▶ [Instruction]
Find the line that contains "Formation-chart tagging: label the clear"; then retype it and each line after it, exactly, through the final line of the data below.

··· Records shown

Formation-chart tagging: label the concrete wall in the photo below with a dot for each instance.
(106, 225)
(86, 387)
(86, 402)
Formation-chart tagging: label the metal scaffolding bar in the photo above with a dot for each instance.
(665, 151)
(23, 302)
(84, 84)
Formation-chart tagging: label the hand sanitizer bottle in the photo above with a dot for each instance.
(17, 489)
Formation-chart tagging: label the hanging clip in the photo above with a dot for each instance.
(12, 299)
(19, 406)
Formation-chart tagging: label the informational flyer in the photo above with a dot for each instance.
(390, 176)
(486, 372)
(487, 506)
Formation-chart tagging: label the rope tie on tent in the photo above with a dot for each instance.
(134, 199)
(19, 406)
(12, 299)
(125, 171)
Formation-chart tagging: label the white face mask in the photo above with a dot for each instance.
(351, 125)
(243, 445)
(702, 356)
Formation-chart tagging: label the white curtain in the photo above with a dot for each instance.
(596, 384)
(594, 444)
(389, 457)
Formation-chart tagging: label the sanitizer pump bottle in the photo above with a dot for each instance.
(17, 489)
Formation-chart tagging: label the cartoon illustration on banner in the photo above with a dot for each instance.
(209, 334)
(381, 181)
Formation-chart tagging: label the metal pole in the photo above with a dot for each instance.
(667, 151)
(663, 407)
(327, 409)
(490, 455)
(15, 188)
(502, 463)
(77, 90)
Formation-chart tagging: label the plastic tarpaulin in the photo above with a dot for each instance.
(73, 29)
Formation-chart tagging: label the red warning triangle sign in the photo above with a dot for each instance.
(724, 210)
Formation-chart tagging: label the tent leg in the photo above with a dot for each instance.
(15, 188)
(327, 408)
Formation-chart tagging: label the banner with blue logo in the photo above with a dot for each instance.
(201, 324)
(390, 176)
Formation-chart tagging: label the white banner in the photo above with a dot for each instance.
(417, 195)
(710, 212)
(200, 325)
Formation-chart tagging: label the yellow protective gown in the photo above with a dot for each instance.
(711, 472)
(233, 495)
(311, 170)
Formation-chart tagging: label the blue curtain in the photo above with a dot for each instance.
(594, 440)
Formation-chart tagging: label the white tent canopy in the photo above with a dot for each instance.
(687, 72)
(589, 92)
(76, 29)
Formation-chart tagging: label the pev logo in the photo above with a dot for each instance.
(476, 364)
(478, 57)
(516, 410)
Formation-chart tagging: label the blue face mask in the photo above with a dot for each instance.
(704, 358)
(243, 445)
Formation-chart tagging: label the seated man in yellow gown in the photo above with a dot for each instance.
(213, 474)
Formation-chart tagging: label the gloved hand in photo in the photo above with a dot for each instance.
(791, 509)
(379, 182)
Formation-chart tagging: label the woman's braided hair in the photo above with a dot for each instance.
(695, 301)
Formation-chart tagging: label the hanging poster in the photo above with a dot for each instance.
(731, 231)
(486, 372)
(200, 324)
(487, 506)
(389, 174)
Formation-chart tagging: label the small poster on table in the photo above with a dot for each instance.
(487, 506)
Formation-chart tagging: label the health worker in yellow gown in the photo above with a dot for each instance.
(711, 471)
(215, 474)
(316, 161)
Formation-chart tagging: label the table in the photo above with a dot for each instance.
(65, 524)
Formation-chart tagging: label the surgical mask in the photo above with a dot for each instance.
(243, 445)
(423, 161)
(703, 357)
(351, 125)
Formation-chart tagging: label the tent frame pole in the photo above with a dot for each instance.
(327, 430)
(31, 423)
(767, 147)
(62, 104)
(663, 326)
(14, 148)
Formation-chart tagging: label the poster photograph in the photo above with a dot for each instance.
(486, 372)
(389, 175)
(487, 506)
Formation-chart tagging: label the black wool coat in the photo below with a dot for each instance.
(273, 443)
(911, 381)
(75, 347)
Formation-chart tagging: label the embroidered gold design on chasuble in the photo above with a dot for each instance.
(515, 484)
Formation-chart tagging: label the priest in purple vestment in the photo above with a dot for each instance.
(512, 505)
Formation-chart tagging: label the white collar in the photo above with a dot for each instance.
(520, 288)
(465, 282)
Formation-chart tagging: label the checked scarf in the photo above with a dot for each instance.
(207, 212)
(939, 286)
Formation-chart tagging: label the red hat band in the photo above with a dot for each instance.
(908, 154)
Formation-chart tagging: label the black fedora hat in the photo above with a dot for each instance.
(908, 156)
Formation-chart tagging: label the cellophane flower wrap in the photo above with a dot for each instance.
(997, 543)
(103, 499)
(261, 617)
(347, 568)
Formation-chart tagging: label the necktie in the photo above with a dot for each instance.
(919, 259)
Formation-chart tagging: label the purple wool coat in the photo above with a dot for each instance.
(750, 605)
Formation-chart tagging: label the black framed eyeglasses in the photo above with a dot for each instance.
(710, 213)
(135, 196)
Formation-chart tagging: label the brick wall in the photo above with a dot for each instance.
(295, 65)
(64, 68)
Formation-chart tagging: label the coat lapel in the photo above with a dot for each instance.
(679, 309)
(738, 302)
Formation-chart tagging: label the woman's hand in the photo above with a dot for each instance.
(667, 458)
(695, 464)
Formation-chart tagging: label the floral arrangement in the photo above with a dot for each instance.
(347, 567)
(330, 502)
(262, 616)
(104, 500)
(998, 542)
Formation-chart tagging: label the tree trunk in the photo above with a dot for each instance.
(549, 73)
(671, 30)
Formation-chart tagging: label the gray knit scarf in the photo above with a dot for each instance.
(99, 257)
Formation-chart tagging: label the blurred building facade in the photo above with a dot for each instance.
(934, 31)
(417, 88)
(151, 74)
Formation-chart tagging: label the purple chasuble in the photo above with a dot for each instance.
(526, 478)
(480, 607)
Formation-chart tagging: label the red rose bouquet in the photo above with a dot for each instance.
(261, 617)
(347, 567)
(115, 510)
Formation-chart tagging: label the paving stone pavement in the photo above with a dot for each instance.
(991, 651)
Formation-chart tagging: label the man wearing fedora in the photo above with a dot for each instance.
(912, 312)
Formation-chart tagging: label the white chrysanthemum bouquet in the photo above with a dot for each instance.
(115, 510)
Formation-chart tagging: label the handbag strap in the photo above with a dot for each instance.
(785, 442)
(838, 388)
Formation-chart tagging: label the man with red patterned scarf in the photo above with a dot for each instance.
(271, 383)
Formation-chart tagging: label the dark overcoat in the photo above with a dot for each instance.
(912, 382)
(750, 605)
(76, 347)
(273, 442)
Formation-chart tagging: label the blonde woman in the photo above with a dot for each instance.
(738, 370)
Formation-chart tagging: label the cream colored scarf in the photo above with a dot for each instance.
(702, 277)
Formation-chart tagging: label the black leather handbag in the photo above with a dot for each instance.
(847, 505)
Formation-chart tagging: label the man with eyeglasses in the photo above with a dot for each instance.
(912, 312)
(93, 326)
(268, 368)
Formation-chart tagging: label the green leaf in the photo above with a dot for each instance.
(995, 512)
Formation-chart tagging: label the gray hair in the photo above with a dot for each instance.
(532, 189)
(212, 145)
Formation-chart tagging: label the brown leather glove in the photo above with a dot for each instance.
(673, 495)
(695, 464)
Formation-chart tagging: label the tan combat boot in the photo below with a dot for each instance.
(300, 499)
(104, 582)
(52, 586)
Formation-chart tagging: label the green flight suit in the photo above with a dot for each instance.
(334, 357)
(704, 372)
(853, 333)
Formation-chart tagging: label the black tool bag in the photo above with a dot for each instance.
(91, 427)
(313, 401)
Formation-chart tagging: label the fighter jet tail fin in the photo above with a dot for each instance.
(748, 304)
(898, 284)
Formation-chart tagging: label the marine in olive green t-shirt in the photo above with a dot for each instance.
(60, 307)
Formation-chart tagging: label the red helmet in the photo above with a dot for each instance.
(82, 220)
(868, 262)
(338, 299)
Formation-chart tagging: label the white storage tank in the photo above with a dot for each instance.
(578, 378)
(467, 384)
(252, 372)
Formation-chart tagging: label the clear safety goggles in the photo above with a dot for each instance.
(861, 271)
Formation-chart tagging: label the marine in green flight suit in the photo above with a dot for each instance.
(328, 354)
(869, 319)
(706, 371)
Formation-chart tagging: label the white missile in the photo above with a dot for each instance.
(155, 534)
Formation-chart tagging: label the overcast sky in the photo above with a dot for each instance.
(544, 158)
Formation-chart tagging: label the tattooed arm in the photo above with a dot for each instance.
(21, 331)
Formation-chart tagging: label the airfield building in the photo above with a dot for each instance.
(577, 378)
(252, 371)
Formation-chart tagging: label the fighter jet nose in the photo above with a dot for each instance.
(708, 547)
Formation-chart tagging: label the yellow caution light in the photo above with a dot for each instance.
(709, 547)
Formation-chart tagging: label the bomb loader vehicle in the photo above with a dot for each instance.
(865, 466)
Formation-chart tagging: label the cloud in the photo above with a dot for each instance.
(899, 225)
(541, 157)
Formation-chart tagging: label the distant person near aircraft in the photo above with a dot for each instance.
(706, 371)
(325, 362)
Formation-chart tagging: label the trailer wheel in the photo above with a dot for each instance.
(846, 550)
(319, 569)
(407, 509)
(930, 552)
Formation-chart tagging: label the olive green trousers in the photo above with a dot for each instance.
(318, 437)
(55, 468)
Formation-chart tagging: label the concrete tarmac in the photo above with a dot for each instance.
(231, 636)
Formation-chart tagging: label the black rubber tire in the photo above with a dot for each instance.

······

▶ [Response to the exercise]
Formation-chart tagging: label the clear safety goggles in the photo above with a dot for each instance.
(861, 271)
Formation-chart tagging: label the marine in green flight suit in the photo above with a dot for each instance.
(328, 354)
(869, 319)
(706, 371)
Formation-chart tagging: label the white missile in the photo above with a dot for each instance.
(155, 534)
Formation-chart tagging: label the overcast sky in the photo above with a dot for each instance.
(544, 158)
Formation-chart tagging: label the tattooed arm in the photo above with a dot for each instance.
(21, 331)
Formation-chart tagging: label the airfield building in the photo above with a dot for each instance.
(577, 378)
(252, 371)
Formation-chart tagging: label the fighter jet nose in the photo above with a dot for each instance.
(708, 547)
Formation-chart tagging: label the yellow caution light in the photo above with a dot for each instance.
(709, 547)
Formation-chart tagging: label the bomb loader vehicle in the photo above with a dot for each instance.
(865, 466)
Formation-chart tagging: label the cloud in the photo above with a dot for each instance.
(899, 225)
(541, 157)
Formation-chart tagging: label the distant person near aircraft in the photo above with a dot for each instance.
(706, 371)
(325, 362)
Formation-chart tagging: label the trailer wheel in the photo above with a dot for each instance.
(846, 550)
(319, 569)
(407, 509)
(930, 552)
Formation-chart tagging: label the olive green trousers in the photo above with a dot for each instance.
(318, 437)
(55, 468)
Formation-chart tagging: label the concrete tarmac in the photo above with a dot for each instance.
(231, 636)
Formation-chart tagging: label the black rubber tire in the photo above with a dot for each instance.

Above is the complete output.